** Document section follows **
Through good crop management practices that include regular soil testing, crop rotation and a well-managed manure program, the Dolloffs are able to raise most of their own feed for their herd, supplementing with purchased grain.
"They work closely with Tom Beaudry to assure that they are making the best use of on-farm nutrients," says Isham, who nominated the farm for this award. "They routinely pull soil samples to be tested and also test the nutrient levels in the manure pit so they can apply the correct amounts of manure on the fields that need it." Beaudry, an agricultural consultant from Walpole, N.H., developed a comprehensive nutrient management plan for the farm.
In addition to their 45 tillable acres, they rent additional cropland for a total of 280 tillable acres. They grow corn on 80 acres, averaging 20 tons of silage per acre, and 150 acres of hay, averaging three to five tons of haylage per acre, enough haylage to feed all their animals. They harvest 25 acres of dry hay annually, producing an ample supply of second-cut square bales for the cows.
** End of Document section **
** Recorded data follows **
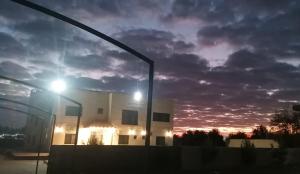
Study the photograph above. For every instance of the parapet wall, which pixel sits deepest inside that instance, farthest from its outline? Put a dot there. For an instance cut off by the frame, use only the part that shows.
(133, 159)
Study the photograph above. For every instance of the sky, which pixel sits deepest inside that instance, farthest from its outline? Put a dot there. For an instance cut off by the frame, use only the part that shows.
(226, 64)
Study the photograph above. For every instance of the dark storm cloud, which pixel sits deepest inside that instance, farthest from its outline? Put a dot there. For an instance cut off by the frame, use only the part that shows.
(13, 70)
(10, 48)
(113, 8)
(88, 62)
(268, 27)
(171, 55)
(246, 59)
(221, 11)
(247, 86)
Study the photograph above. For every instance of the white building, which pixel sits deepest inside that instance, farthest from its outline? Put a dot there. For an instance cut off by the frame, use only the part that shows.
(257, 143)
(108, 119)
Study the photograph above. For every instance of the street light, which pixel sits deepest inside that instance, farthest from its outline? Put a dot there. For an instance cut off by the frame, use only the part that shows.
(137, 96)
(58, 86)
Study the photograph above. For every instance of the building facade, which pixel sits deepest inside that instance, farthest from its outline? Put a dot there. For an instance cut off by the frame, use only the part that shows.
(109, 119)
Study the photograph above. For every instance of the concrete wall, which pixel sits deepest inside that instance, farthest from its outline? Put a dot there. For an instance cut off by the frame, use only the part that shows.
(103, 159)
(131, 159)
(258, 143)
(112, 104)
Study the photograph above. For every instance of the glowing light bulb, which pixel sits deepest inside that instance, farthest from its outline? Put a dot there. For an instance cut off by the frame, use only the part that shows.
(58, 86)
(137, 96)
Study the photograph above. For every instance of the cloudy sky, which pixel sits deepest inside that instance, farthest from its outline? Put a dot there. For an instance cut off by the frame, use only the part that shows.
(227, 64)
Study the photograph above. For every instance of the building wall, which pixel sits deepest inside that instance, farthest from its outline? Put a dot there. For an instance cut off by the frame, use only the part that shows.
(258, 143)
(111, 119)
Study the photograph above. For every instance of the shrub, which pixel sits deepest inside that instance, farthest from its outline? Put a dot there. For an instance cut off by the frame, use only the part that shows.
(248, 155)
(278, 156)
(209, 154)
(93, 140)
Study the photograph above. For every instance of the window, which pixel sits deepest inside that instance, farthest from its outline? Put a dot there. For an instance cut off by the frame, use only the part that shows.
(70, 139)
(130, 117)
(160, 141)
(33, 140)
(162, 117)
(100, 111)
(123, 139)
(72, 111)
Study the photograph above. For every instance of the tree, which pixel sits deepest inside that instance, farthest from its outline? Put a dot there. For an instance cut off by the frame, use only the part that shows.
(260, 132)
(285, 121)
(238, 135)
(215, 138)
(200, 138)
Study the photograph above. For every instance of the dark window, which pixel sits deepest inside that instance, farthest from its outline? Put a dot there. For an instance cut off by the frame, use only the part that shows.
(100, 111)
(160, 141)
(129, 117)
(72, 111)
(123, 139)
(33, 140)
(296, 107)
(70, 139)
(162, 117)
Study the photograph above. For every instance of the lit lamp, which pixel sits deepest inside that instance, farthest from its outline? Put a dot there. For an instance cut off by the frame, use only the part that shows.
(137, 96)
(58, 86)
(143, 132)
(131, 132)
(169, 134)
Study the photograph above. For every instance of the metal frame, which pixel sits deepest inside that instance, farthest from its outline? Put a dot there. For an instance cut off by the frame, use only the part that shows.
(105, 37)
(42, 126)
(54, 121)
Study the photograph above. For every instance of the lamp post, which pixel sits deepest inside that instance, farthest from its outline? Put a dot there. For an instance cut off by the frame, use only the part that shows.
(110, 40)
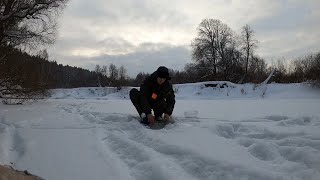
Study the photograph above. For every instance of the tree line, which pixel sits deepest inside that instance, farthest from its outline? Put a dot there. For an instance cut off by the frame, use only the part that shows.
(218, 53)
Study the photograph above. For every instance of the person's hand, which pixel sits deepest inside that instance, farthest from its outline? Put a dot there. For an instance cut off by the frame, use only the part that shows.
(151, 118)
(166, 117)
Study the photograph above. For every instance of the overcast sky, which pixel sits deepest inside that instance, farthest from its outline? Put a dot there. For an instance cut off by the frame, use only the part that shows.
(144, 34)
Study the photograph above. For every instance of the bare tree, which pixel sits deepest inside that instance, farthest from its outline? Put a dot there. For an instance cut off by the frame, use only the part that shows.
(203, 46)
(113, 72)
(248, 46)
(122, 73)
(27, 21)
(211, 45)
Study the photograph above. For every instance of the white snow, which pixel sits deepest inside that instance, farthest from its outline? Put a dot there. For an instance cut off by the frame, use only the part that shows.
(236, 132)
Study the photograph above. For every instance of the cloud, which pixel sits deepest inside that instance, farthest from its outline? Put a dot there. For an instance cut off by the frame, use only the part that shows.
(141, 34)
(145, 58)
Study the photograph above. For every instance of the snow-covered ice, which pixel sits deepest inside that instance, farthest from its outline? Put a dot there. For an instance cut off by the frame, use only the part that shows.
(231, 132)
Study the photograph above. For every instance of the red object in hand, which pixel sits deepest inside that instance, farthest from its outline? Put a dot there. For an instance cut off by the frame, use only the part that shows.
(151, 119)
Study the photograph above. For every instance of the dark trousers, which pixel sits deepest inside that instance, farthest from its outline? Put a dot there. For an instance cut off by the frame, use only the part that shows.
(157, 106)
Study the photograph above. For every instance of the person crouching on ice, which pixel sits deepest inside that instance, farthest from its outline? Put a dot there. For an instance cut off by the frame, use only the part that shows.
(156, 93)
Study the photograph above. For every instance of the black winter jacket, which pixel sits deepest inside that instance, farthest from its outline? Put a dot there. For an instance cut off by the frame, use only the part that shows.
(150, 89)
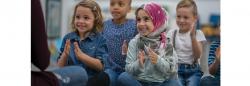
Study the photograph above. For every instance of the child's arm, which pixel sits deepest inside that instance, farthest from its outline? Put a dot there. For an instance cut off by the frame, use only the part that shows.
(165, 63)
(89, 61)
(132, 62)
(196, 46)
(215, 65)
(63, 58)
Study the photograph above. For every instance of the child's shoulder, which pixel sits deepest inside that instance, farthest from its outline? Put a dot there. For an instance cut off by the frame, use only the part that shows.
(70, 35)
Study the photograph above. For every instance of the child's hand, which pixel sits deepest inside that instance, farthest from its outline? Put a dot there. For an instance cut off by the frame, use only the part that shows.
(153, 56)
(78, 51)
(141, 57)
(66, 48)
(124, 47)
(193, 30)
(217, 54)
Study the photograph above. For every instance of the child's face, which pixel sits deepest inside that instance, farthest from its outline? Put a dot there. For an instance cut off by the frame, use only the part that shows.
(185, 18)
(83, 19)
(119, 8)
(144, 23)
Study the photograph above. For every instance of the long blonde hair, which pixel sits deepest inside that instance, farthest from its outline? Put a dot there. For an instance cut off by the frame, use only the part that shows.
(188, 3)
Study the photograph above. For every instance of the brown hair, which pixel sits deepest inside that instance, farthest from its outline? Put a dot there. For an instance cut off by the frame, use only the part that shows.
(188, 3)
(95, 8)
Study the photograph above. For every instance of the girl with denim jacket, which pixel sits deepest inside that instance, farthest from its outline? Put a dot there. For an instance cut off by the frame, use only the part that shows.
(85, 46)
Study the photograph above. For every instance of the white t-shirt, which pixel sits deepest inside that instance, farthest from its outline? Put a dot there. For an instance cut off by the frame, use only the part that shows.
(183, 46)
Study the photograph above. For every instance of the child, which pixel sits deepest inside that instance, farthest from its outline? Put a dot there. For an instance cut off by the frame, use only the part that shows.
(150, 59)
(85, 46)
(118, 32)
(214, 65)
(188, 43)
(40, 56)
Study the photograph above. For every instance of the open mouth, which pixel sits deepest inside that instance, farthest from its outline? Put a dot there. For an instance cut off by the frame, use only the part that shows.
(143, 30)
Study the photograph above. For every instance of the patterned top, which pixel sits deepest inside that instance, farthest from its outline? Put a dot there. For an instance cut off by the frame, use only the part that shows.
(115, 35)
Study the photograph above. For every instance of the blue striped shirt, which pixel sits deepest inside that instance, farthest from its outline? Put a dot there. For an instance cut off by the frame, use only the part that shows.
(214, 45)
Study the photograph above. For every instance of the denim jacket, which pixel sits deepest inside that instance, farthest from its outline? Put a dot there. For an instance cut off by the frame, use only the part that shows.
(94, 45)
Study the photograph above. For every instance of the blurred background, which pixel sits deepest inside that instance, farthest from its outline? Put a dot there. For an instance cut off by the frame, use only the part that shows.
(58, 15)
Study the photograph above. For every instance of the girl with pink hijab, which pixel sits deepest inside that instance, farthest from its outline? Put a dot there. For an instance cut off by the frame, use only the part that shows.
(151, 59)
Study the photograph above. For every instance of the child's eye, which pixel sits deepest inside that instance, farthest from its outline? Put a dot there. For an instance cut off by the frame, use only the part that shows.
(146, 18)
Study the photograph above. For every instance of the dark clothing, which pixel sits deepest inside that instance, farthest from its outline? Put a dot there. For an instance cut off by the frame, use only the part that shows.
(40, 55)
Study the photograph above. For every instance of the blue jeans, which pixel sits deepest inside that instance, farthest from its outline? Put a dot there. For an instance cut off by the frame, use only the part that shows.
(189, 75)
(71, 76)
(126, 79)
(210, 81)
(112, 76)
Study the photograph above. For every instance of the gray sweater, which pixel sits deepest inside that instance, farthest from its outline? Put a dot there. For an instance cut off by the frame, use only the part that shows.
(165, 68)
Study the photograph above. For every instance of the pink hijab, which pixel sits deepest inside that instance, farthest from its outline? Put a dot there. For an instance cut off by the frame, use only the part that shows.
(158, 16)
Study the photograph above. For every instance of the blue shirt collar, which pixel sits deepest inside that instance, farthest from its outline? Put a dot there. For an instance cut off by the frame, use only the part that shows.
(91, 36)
** End of Recorded data **
Using the information
a) Condense the paragraph of the Dolloff farm passage that begins "In addition to their 45 tillable acres" into a short list that keeps its main facts.
b) Transcribe the Dolloff farm passage between "Through good crop" and "with purchased grain.", inclusive.

Answers for the exercise
a)
- The farm owns 45 tillable acres and rents more, for 280 tillable acres in all.
- Corn grows on 80 acres and averages 20 tons of silage per acre.
- Hay covers 150 acres and averages three to five tons of haylage per acre, enough to feed all their animals.
- They harvest 25 acres of dry hay each year, which gives an ample supply of second-cut square bales for the cows.

b)
Through good crop management practices that include regular soil testing, crop rotation and a well-managed manure program, the Dolloffs are able to raise most of their own feed for their herd, supplementing with purchased grain.